[[ DATA FOR THIS EXERCISE, beginning ]]
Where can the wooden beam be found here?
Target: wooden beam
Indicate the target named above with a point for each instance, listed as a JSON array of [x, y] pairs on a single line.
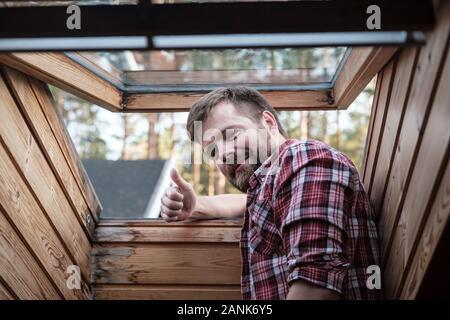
[[361, 66], [170, 102], [163, 224], [60, 71]]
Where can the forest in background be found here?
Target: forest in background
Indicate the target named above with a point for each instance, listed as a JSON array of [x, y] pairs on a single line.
[[100, 134]]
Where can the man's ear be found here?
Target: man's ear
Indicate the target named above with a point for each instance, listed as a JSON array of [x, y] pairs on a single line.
[[269, 120]]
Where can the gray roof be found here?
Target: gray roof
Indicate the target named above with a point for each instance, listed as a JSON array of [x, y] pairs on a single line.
[[124, 187]]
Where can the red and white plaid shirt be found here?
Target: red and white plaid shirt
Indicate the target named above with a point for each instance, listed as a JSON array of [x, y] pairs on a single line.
[[310, 219]]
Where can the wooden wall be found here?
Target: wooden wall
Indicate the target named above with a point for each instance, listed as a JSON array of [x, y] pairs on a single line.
[[407, 169], [159, 260], [48, 208]]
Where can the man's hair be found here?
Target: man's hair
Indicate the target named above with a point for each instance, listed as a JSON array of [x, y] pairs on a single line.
[[246, 100]]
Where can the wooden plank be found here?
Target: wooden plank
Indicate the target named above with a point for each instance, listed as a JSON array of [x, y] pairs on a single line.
[[399, 98], [29, 219], [222, 77], [5, 294], [359, 69], [417, 109], [281, 100], [166, 292], [431, 236], [20, 143], [58, 127], [19, 269], [37, 121], [60, 71], [379, 121], [169, 263], [433, 148], [167, 234]]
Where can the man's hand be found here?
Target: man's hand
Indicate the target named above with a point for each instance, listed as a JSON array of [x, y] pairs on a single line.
[[178, 202]]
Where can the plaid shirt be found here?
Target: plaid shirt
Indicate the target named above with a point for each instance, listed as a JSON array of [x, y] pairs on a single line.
[[309, 219]]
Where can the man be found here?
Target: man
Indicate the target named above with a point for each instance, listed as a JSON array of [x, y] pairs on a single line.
[[309, 231]]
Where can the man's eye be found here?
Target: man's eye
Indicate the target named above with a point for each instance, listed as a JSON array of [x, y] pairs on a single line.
[[211, 150]]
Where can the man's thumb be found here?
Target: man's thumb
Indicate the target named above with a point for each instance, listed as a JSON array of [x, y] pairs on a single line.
[[180, 182]]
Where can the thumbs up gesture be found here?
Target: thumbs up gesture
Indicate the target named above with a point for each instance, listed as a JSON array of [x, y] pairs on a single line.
[[178, 202]]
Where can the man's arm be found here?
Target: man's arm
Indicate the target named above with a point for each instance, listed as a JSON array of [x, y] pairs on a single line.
[[180, 202]]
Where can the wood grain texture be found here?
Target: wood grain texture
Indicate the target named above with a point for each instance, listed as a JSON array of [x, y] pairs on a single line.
[[19, 269], [404, 74], [160, 223], [58, 127], [153, 259], [360, 68], [220, 77], [167, 264], [60, 71], [281, 100], [20, 143], [166, 292], [5, 294], [373, 116], [379, 121], [419, 197], [417, 110], [35, 117]]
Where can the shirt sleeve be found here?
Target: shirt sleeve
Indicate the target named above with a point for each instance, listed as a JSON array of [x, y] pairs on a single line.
[[312, 201]]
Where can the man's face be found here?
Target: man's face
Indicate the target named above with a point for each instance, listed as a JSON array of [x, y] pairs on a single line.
[[237, 143]]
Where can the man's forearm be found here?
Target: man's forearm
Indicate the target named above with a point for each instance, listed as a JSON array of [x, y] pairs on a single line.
[[224, 206], [303, 290]]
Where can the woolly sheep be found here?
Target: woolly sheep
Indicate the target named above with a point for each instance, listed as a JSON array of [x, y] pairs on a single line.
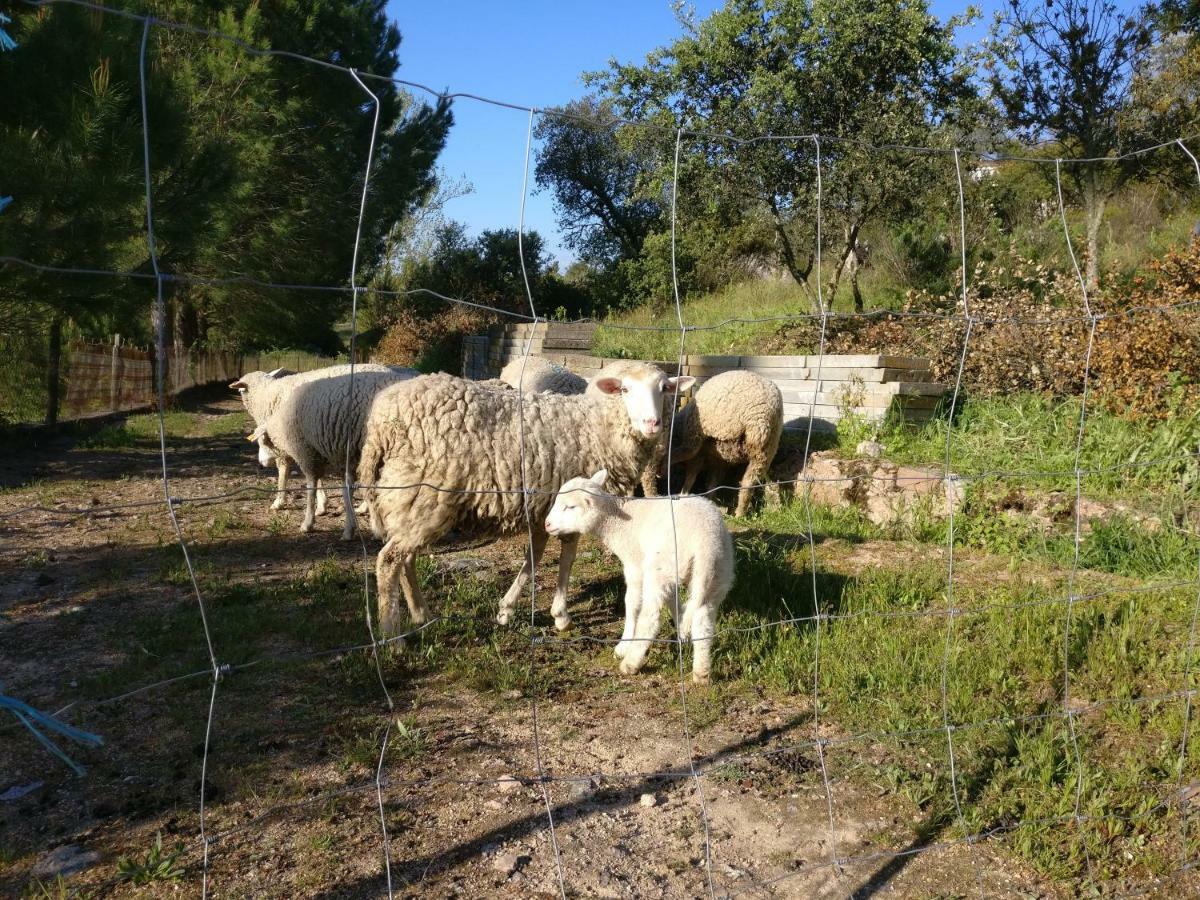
[[660, 544], [319, 424], [448, 454], [261, 394], [649, 478], [735, 418], [538, 375]]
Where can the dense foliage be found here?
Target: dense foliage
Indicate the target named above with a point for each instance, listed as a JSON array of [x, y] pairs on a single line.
[[257, 166]]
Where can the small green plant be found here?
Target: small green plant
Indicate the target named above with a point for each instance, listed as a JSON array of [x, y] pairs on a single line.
[[39, 889], [408, 741], [156, 865]]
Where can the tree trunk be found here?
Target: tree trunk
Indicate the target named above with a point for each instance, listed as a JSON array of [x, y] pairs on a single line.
[[789, 252], [847, 250], [1096, 203], [54, 371]]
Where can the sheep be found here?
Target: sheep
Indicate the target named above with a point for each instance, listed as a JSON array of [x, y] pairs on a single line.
[[735, 418], [660, 545], [538, 375], [441, 453], [318, 423], [648, 479], [261, 394]]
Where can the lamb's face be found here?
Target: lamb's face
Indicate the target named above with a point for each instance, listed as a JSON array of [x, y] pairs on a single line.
[[575, 507], [642, 395]]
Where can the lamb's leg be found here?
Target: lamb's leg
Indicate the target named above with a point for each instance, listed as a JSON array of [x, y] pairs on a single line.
[[649, 481], [509, 603], [633, 606], [702, 630], [569, 546], [281, 483], [745, 490], [322, 499], [654, 592]]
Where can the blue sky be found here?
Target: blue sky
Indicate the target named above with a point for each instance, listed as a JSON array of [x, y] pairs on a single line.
[[528, 52]]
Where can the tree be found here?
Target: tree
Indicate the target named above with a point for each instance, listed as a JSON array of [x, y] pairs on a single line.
[[859, 72], [1062, 72], [257, 166], [595, 174]]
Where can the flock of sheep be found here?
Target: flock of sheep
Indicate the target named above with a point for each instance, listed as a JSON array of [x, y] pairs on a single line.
[[540, 449]]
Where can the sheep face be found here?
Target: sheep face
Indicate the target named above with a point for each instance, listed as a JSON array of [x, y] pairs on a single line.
[[576, 507], [642, 395]]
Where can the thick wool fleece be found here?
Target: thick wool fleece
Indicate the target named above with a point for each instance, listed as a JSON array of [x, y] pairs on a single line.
[[540, 375], [735, 418], [466, 439], [319, 419]]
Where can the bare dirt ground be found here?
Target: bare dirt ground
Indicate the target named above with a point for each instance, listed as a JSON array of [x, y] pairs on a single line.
[[491, 736]]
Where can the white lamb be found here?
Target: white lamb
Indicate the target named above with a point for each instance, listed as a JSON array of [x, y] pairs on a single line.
[[ DATA FOR THIS EXERCISE, end ]]
* [PROBLEM TO SOLVE]: Report the number of lines above holding "lamb", and only that.

* [ANSWER BELOW]: 6